··· Material for this exercise ···

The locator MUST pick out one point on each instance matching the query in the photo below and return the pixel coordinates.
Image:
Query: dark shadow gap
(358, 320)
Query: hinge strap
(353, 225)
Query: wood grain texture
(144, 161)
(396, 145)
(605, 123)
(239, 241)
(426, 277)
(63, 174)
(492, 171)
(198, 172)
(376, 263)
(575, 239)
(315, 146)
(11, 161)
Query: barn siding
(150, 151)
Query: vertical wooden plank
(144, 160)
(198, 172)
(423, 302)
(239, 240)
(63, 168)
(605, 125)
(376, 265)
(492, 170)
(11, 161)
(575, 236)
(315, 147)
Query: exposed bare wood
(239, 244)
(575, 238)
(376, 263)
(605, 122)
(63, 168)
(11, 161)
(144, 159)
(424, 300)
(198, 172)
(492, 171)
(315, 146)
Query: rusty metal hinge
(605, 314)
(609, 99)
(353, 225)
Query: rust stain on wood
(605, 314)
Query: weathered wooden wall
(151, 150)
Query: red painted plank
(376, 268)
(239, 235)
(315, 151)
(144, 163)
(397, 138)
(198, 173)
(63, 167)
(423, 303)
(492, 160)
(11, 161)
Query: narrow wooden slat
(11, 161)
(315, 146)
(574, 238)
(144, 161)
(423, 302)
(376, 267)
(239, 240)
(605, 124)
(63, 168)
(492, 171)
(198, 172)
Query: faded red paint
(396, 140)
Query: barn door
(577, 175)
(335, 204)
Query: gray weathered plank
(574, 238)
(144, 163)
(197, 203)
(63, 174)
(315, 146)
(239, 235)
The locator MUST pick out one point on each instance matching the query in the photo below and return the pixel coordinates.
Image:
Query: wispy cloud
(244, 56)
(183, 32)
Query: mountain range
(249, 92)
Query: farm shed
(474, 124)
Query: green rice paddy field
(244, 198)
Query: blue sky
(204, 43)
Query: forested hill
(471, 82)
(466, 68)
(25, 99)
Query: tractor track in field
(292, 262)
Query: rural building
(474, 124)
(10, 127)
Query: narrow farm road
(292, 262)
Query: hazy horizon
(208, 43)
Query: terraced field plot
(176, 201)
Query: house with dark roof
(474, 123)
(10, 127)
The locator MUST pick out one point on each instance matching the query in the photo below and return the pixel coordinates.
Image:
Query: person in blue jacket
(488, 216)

···

Rewrite all of the data with every "locator" switched to "annotator", leaving everything else unchanged.

The annotator MUST pick out one point on each instance matching the query in the photo below and return the pixel coordinates.
Image:
Query: dark shadow gap
(358, 320)
Query: hinge strap
(353, 225)
Query: wood grain texture
(144, 161)
(396, 145)
(605, 123)
(239, 241)
(426, 277)
(63, 174)
(492, 171)
(198, 172)
(376, 263)
(575, 239)
(315, 146)
(11, 161)
Query: barn siding
(150, 151)
Query: vertical wooden plank
(144, 160)
(198, 172)
(423, 302)
(239, 240)
(63, 168)
(605, 125)
(376, 265)
(492, 170)
(11, 161)
(575, 236)
(315, 147)
Query: exposed bare wood
(239, 244)
(575, 238)
(376, 263)
(605, 122)
(63, 168)
(11, 161)
(144, 159)
(424, 300)
(198, 172)
(492, 171)
(315, 146)
Query: rusty metal hinge
(605, 314)
(609, 99)
(353, 225)
Query: rust stain on wood
(605, 314)
Query: weathered wooden wall
(151, 150)
Query: red painted plank
(376, 268)
(239, 235)
(315, 151)
(144, 163)
(397, 138)
(198, 173)
(63, 167)
(423, 303)
(492, 160)
(11, 161)
Query: narrow wooden slat
(11, 161)
(315, 146)
(574, 238)
(144, 161)
(423, 302)
(376, 267)
(239, 240)
(605, 124)
(63, 168)
(492, 171)
(198, 172)
Query: faded red paint
(396, 140)
Query: barn door
(577, 175)
(335, 204)
Query: gray weathered plank
(574, 238)
(144, 163)
(197, 203)
(63, 174)
(315, 146)
(239, 235)
The annotator MUST pick out one point on each instance matching the query in the photo below and return the pixel coordinates.
Image:
Query: wispy cloud
(244, 56)
(183, 32)
Query: mountain range
(249, 92)
Query: farm shed
(474, 124)
Query: green rice paddy field
(244, 198)
Query: blue sky
(204, 43)
Query: forested hill
(471, 82)
(466, 68)
(25, 99)
Query: tractor track in field
(292, 262)
Query: rural building
(474, 124)
(10, 127)
Query: narrow farm road
(292, 262)
Query: hazy horizon
(208, 43)
Query: terraced field plot
(176, 201)
Query: house with dark roof
(474, 123)
(10, 127)
The annotator MUST pick out one point on each instance matching the query in the photo below and return the pixel coordinates.
Image:
Query: person in blue jacket
(488, 216)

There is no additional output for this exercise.